## Supplied entries
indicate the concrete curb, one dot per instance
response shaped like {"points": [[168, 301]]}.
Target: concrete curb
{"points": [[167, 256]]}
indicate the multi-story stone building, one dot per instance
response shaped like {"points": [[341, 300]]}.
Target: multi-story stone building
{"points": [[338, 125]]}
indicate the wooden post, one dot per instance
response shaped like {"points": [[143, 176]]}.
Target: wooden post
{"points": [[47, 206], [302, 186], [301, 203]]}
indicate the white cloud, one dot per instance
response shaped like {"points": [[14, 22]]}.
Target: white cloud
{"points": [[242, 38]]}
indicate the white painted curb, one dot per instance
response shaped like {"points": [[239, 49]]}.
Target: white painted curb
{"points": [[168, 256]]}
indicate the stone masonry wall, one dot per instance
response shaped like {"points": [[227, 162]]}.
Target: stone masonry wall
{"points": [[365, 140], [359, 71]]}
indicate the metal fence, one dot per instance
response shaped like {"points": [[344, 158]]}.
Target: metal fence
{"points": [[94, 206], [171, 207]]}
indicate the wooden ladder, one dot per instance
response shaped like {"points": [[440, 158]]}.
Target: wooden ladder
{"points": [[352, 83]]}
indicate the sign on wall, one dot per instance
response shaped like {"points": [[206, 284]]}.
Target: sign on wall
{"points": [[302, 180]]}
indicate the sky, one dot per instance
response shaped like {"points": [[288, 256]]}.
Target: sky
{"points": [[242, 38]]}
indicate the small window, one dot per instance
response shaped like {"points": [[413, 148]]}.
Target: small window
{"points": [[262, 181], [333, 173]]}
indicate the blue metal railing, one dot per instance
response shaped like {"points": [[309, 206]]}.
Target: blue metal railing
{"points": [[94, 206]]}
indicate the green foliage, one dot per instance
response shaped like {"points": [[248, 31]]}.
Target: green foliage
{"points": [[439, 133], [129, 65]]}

## Challenge
Reproduce word for word the part of the entries that opens with the line containing "indicate the blue" and closes at the end of the entries, including both of those ends.

## Task output
indicate the blue metal railing, one dot per instance
response shaped like {"points": [[309, 206]]}.
Target: blue metal railing
{"points": [[94, 206]]}
indicate the green foliage, one dot per instance
response shaped like {"points": [[248, 31]]}.
Target: green foliage
{"points": [[439, 133], [129, 65]]}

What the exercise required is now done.